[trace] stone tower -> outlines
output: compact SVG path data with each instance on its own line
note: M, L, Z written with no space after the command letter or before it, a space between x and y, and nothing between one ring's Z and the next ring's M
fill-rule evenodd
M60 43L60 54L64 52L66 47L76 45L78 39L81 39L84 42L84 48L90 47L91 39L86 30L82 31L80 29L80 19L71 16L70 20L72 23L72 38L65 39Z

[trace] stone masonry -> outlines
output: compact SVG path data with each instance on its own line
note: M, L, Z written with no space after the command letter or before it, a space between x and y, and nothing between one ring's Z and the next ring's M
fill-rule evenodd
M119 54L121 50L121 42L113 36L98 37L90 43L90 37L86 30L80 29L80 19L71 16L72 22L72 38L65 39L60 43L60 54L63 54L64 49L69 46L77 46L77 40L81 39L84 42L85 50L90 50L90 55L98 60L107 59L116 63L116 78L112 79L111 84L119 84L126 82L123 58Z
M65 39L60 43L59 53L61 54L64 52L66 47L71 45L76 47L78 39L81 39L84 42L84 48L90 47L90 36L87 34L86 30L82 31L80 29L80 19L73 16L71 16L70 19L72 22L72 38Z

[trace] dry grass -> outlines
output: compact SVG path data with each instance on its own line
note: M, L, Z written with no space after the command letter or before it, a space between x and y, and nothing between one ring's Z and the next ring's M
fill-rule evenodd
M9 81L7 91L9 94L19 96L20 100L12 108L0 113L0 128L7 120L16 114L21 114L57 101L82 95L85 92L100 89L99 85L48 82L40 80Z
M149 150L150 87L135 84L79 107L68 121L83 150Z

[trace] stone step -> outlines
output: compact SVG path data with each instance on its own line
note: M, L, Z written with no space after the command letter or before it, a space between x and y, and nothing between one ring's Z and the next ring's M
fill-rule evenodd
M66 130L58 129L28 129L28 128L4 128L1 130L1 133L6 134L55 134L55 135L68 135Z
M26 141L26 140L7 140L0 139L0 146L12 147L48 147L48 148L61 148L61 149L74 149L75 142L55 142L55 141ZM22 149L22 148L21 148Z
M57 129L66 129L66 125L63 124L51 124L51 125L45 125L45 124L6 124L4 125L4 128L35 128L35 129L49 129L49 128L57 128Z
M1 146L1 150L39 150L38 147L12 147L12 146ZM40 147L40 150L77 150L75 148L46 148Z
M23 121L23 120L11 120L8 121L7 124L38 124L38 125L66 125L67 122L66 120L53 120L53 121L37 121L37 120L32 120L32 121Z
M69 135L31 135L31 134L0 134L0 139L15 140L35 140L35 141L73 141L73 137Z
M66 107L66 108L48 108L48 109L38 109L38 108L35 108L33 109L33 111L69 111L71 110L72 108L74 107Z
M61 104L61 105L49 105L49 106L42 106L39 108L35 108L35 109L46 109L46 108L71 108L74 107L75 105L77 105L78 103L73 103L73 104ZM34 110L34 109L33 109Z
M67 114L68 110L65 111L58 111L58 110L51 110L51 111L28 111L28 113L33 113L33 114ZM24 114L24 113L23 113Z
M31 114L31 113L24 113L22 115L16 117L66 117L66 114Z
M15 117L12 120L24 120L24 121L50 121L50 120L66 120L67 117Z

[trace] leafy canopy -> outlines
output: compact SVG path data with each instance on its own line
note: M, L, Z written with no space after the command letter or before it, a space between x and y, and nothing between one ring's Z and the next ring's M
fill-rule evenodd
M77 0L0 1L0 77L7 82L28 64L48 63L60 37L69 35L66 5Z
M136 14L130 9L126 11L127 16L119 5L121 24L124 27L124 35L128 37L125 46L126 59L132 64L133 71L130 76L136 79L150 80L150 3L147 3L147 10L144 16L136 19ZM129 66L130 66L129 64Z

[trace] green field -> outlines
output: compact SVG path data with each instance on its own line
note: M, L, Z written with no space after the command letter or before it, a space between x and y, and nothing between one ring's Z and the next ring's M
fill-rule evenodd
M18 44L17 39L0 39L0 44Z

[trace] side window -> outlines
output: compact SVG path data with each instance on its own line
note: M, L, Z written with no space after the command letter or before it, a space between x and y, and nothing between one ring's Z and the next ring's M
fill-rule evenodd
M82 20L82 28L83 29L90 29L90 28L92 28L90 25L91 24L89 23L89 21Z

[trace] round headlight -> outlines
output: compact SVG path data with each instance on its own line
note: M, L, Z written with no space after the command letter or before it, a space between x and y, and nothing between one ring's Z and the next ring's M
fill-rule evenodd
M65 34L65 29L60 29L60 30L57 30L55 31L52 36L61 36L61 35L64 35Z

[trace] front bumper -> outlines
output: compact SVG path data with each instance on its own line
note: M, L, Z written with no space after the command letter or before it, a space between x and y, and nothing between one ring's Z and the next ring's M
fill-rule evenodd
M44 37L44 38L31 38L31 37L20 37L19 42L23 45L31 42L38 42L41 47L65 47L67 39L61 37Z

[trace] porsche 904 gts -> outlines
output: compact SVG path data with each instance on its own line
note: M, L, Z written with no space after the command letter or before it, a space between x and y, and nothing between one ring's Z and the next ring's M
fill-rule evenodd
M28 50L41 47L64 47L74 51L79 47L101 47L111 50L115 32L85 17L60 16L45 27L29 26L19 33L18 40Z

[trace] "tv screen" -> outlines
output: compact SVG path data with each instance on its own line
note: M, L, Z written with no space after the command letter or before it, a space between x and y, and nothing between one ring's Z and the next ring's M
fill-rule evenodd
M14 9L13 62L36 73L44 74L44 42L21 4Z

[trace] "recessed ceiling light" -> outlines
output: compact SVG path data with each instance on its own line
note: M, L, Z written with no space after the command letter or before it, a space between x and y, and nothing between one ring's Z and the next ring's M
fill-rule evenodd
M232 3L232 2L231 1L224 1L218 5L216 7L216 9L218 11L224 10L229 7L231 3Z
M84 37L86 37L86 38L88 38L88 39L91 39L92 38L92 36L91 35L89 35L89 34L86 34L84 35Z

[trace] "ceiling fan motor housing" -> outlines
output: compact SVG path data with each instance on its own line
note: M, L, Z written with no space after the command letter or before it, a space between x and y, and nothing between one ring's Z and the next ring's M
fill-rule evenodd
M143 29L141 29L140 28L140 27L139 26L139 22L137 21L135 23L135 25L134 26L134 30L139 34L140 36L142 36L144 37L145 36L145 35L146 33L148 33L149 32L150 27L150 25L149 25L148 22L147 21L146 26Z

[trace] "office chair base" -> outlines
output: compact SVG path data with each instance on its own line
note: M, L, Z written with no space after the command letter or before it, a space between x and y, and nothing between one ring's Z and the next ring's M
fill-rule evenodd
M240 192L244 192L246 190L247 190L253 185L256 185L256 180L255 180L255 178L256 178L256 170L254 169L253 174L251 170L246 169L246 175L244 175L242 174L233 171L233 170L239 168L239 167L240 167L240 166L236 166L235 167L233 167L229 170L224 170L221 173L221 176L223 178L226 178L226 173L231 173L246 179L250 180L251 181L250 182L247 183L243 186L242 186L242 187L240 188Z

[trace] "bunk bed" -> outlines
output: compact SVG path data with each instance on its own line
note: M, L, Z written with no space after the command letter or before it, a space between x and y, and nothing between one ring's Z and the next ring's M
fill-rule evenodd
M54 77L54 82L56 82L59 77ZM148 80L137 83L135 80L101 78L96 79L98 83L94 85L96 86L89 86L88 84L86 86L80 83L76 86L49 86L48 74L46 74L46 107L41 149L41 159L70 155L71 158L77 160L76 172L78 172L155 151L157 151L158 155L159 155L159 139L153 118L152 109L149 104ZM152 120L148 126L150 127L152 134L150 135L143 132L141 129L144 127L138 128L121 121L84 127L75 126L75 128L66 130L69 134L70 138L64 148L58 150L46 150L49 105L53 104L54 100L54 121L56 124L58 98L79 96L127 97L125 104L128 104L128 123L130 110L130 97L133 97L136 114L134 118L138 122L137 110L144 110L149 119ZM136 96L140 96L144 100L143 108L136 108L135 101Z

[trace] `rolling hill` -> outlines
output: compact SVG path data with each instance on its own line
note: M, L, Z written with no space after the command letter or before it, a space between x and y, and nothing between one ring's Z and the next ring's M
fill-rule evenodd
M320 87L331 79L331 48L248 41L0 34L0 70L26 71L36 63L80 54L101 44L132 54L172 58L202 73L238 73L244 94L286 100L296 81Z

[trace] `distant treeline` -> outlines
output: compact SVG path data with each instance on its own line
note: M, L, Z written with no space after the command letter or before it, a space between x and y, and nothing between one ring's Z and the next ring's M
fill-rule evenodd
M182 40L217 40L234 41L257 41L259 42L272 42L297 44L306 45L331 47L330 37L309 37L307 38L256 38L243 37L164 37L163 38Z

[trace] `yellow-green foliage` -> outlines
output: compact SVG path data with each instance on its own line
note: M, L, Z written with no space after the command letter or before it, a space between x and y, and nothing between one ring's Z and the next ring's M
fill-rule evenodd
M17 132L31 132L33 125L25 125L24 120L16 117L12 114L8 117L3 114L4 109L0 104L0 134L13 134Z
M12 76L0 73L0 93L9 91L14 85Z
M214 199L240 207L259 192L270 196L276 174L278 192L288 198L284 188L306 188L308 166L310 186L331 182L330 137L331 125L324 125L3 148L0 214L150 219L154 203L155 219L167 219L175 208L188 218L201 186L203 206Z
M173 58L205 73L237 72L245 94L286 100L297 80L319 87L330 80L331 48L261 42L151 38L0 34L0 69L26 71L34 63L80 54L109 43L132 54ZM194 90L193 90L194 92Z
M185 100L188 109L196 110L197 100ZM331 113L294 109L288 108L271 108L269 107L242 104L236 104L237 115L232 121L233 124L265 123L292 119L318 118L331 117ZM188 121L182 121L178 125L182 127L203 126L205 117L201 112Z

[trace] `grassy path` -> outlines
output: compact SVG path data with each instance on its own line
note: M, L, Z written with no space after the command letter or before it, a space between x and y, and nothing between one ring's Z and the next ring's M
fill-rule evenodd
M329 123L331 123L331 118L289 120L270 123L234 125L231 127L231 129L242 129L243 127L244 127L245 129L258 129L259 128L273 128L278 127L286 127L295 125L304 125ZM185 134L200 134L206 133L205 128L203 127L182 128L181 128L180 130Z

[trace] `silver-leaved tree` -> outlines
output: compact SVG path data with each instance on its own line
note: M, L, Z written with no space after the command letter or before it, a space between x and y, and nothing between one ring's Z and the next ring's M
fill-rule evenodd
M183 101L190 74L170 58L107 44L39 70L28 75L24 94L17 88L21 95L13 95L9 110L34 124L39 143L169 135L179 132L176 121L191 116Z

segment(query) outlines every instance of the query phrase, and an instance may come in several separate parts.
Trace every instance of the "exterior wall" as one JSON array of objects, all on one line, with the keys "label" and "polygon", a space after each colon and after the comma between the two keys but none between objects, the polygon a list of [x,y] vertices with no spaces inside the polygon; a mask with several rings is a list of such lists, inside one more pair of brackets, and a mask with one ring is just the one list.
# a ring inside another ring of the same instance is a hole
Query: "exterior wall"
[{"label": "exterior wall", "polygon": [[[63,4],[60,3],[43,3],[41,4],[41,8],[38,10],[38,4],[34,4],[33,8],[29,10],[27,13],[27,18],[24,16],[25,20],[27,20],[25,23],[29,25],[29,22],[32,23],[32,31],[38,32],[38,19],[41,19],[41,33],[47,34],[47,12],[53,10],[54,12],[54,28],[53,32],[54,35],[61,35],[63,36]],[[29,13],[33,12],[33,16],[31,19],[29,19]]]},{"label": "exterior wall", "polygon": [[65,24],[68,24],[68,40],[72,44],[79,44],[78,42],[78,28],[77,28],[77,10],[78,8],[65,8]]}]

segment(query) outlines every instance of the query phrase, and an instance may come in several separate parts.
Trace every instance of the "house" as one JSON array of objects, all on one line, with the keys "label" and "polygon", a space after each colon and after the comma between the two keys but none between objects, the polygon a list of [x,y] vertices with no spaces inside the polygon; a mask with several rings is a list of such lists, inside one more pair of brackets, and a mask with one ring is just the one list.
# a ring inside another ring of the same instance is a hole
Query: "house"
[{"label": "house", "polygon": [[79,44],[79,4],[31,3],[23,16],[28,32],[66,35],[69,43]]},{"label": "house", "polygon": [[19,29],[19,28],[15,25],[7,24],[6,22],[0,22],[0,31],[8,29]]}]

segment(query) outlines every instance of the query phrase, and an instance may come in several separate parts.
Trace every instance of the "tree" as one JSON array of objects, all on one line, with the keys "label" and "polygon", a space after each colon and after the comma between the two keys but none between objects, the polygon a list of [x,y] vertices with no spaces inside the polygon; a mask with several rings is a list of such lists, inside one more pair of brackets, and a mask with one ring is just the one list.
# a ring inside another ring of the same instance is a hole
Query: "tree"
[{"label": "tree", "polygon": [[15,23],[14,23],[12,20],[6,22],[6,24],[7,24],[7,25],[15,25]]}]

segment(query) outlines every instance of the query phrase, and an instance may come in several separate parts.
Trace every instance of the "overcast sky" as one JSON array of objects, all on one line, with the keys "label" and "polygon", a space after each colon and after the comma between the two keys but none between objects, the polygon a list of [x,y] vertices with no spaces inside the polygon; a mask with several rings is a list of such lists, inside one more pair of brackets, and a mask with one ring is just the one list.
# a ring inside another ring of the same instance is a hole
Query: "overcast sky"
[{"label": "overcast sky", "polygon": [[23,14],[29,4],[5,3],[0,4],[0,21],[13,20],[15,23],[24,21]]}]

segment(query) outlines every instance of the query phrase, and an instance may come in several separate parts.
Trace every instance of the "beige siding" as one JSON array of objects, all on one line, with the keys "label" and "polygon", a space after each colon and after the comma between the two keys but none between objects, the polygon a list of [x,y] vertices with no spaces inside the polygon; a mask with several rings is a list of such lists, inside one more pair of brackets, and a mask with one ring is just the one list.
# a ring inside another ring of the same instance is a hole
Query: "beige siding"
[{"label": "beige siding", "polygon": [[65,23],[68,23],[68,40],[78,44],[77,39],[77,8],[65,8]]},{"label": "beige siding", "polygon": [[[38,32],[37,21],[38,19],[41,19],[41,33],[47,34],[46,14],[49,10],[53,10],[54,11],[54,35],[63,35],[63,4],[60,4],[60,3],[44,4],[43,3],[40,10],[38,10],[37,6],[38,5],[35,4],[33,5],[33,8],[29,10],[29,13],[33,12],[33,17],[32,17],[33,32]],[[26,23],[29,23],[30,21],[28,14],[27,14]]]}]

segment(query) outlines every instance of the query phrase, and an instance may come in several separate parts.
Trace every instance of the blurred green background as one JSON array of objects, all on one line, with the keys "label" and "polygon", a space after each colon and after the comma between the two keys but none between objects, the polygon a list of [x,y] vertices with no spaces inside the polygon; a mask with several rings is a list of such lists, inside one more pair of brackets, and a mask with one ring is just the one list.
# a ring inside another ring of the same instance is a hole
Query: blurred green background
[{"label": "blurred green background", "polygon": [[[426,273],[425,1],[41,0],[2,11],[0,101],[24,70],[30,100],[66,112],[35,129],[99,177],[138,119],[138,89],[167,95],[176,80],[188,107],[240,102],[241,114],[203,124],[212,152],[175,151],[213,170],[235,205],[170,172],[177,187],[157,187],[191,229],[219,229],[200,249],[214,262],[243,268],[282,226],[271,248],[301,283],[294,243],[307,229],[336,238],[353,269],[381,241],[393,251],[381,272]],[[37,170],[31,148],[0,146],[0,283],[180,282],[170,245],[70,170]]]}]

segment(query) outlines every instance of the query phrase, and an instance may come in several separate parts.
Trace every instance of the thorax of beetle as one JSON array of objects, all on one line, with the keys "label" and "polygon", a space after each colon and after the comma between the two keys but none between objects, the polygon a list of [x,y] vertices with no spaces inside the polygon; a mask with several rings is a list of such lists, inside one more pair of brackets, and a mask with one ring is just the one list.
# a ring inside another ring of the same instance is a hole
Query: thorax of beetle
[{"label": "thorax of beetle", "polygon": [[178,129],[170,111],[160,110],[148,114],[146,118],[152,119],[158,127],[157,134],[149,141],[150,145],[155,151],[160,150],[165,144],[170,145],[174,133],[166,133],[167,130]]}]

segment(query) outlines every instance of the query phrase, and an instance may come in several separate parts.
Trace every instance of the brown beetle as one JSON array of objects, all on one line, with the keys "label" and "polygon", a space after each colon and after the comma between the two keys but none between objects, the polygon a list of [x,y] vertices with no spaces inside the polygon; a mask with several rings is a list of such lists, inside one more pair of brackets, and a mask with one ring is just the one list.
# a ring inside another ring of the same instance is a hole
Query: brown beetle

= = = = =

PROBLEM REQUIREMENTS:
Revise the items from their first line through the line that contains "M65 39L60 43L59", replacing "stone" with "granite" and leaving everything else unchanged.

SOLUTION:
[trace] granite tower -> outlines
output: compact SVG path data with each instance on its own line
note: M, L, Z written with no space after the command letter or before it, a space between x and y, and nothing between one ring's Z and the next ring's M
fill-rule evenodd
M60 43L60 54L64 52L66 47L76 45L78 39L81 39L84 42L84 48L90 47L91 39L86 30L82 31L80 29L80 19L71 16L70 20L72 23L72 38L65 39Z

[trace] granite masonry -> outlines
output: compact SVG path data with each instance on its own line
note: M, L, Z written with no space after the command letter or before it, a space between x and y, and nothing between one ring's Z and the next ring's M
fill-rule evenodd
M119 54L121 50L121 42L113 36L98 37L90 43L90 37L86 30L80 29L80 19L71 16L72 22L72 38L65 39L60 43L60 54L63 54L64 49L69 46L77 46L77 40L81 39L84 42L85 50L90 50L90 55L98 60L107 59L116 63L116 78L112 79L111 84L119 84L126 82L123 58Z
M65 39L60 43L59 53L61 54L64 52L66 47L71 45L76 47L78 39L81 39L84 42L84 48L90 47L90 36L87 34L86 30L82 31L80 29L80 19L73 16L71 16L70 19L72 22L72 38Z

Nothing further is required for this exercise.